#### Quoted text
***

There’s a roiling political debate about the extent to which the president condones and inspires white nationalism and attacks on religious minorities. After Joe Biden launched his presidential campaign with a video about Trump’s response to the white nationalist riot in Charlottesville, Kellyanne Conway went on CNN and insisted, absurdly, that Trump had condemned “racism, bigotry, evil” and that he opposes “anti-Muslim activity.” His fans on the far right know better.

On Saturday I spoke to Spencer, who always welcomes media attention, and is perhaps best known for being punched in the face on TV during Trump’s inauguration. I wanted to see what he thought of Trump’s tweets. After the 2016 election, Spencer was filmed giving a Nazi-style “Hail Trump” toast at a D.C. banquet, but he’s since become disillusioned with the president, in part because Trump hasn’t pushed back more against tech companies that ban people with far-right views — people like Spencer. He told me he’s still cynical about Trump but thinks others in his ideological circles will take Trump’s tweets as a message of encouragement.

Trump, said Spencer, “grasps the dynamic that it actually wasn’t Fox News that elected him. Fox News went after him at the beginning. It was this alternative media, and the ability to directly reach people, that got him elected. And so I think he’s kind of returning to his old tricks, which is playing footsie with us under the table.”

But it’s not under the table — it’s out in the open. “Having a stamp of approval from the most powerful man in the world normalizes these people,” said Joe Mulhall, a senior researcher at the U.K.-based anti-racist group Hope Not Hate. For those trying to curb the influence of figures like Watson, said Mulhall, “one of the things that’s difficult is when people turn around and say, well, they can’t be that bad, because the president of the United States has said he’s O.K.”

***

#### Input rows
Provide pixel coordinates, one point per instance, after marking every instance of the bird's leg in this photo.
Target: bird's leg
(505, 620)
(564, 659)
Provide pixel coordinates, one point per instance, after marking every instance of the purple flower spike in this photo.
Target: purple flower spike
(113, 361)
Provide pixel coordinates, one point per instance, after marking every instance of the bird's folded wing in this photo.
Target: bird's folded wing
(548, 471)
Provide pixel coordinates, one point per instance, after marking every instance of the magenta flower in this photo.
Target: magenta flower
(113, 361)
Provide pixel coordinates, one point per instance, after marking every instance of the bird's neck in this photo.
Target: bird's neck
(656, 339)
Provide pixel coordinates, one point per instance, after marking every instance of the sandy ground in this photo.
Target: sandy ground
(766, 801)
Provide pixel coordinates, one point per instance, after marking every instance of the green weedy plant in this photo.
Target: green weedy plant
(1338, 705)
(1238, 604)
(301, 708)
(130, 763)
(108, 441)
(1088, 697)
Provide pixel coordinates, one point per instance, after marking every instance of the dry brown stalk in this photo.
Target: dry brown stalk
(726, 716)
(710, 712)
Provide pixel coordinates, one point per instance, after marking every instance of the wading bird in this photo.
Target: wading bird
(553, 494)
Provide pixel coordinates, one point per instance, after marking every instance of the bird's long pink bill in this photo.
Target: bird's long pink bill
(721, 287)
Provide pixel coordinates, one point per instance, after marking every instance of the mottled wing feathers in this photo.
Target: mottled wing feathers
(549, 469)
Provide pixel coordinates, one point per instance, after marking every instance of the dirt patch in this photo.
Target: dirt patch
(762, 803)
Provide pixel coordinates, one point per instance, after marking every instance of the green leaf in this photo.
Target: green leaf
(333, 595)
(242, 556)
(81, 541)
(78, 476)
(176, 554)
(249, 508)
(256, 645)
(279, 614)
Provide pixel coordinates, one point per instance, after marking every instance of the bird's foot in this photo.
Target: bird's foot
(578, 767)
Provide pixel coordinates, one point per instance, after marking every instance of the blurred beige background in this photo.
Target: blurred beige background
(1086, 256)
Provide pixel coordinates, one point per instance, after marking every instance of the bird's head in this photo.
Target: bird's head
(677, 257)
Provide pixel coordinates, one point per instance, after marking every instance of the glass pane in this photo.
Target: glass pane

***

#### Work instructions
a - List every line of the entries that contains the string "magenta".
b - Write what comes next in the article about Trump and the far right, starting after its last sentence.
The article and the entries come from unrelated sources.

#### Exercise results
a -
Provide pixel coordinates, one point per instance, after marking every instance of the magenta flower in this photo.
Target: magenta flower

b -
Obviously Trump, who has suggested a possible federal investigation of “Saturday Night Live” because it makes fun of him, isn’t concerned with free speech. He has not complained about Facebook censoring Farrakhan, and over the weekend, he asked why “Radical Left Wing Media” like The New York Times, The Washington Post, CNN and MSNBC are allowed on Facebook and Twitter. He’s not devoted to the First Amendment; he just likes reactionary conspiracy theorists, and appears to recognize their importance to his political prospects.

By Monday morning, Trump’s far-right Twitter spree had mostly passed out of the news cycle, but at least some of the people his message was intended for took it to heart. Watson made a video titled, “Trump Tweeted About Me.” On his online video program, Jones, known, among other things, for instigating a harassment campaign against the families of children murdered at Sandy Hook, boasted of Trump’s support, and claimed to have access to secret White House intelligence. “The president is intending to move, to have the deep state actors indicted,” Jones said. Why shouldn’t his audience believe him? The president himself thinks Infowars is a reliable source.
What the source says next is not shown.